### TASK STATEMENT:
Down to the last line, reproduce the data that follows, but skip the pictures.

───── DATA LISTING ─────

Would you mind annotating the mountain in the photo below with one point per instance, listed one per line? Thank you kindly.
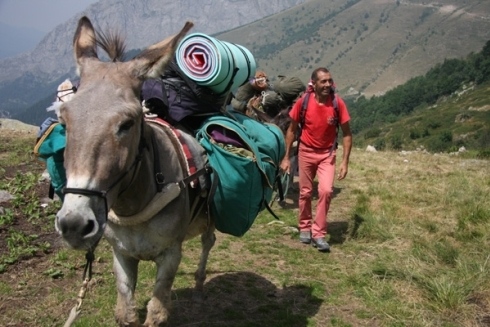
(29, 77)
(17, 39)
(370, 46)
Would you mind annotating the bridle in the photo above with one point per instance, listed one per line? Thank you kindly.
(60, 98)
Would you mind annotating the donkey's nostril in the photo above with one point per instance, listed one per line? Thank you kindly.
(89, 228)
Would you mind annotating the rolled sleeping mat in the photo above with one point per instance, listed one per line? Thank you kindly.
(218, 65)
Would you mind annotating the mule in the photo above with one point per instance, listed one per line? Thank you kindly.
(127, 178)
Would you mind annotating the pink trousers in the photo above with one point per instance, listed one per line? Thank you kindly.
(319, 163)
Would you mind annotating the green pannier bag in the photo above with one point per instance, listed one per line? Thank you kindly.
(244, 155)
(50, 147)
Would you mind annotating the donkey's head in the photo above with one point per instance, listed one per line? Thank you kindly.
(104, 129)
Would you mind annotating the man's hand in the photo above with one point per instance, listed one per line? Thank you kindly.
(342, 171)
(285, 165)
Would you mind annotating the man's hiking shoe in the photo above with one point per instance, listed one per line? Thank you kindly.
(305, 237)
(321, 244)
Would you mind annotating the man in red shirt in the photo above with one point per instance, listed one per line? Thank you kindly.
(317, 153)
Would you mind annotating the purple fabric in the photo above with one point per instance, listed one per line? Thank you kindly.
(222, 135)
(152, 89)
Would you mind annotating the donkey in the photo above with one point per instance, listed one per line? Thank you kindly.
(127, 178)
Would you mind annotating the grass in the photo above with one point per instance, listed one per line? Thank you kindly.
(410, 247)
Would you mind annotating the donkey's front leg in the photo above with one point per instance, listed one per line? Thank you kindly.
(207, 242)
(159, 306)
(126, 271)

─────

### SOLUTION:
Would you mind annotating the mountain in the photo below with one point per instance, listed one per line? Thank you kindly.
(29, 77)
(17, 39)
(370, 46)
Would you mind annotating the bridle in the photo above with one point per instance, listed one per line? Thank you kindly.
(60, 98)
Would you mind annotating the donkey's nostril in the photo above with one point per instance, listed one per line? Thank you kindly.
(89, 228)
Would you mind annotating the rolled sleeping mat in the photo above with one point per instance, listed one per line? Thank you kindly.
(218, 65)
Would you mind annotating the mule in the photo above with one point per instance, listed one per line? Thank you kindly.
(127, 178)
Would you mind annotating the pink trousers in the photo above with one point per instance, listed one per line? Thank you kindly.
(319, 163)
Would you mind annotating the green pannier bag in the photo above with one point per instance, listed one per line? Thank you kindly.
(244, 155)
(50, 147)
Would you mind annotating the donkey's head in the photo above with one point per instance, listed one per line? Thank you kindly.
(104, 129)
Would you mind annotating the man's hand in the photo above with one point per instance, listed one per line? Thank you kindly.
(342, 171)
(285, 165)
Would you mind annotating the man's hiking shoe in the photo above with one point per instance, listed one per line? Thank you kindly.
(305, 237)
(321, 244)
Would you mind annotating the man in red shirt in the photo above with one point per instance, listed one per line? Thank you kindly.
(317, 153)
Would you mind annotating the purple fabric in the photo above with one point per instance, listed one per line? Thank you kindly.
(222, 135)
(152, 89)
Would you mind annotating the donkey in the photo above with one point per instance, listed one per line? Thank you kindly.
(127, 178)
Would you mind annotating the grass in the photo above with one point per instance, listed one per line? Thank you kindly.
(410, 247)
Would you mind annotating the donkey's front leg in the photo above with one point per instance, listed one per line? Thank you kindly.
(207, 242)
(159, 306)
(126, 271)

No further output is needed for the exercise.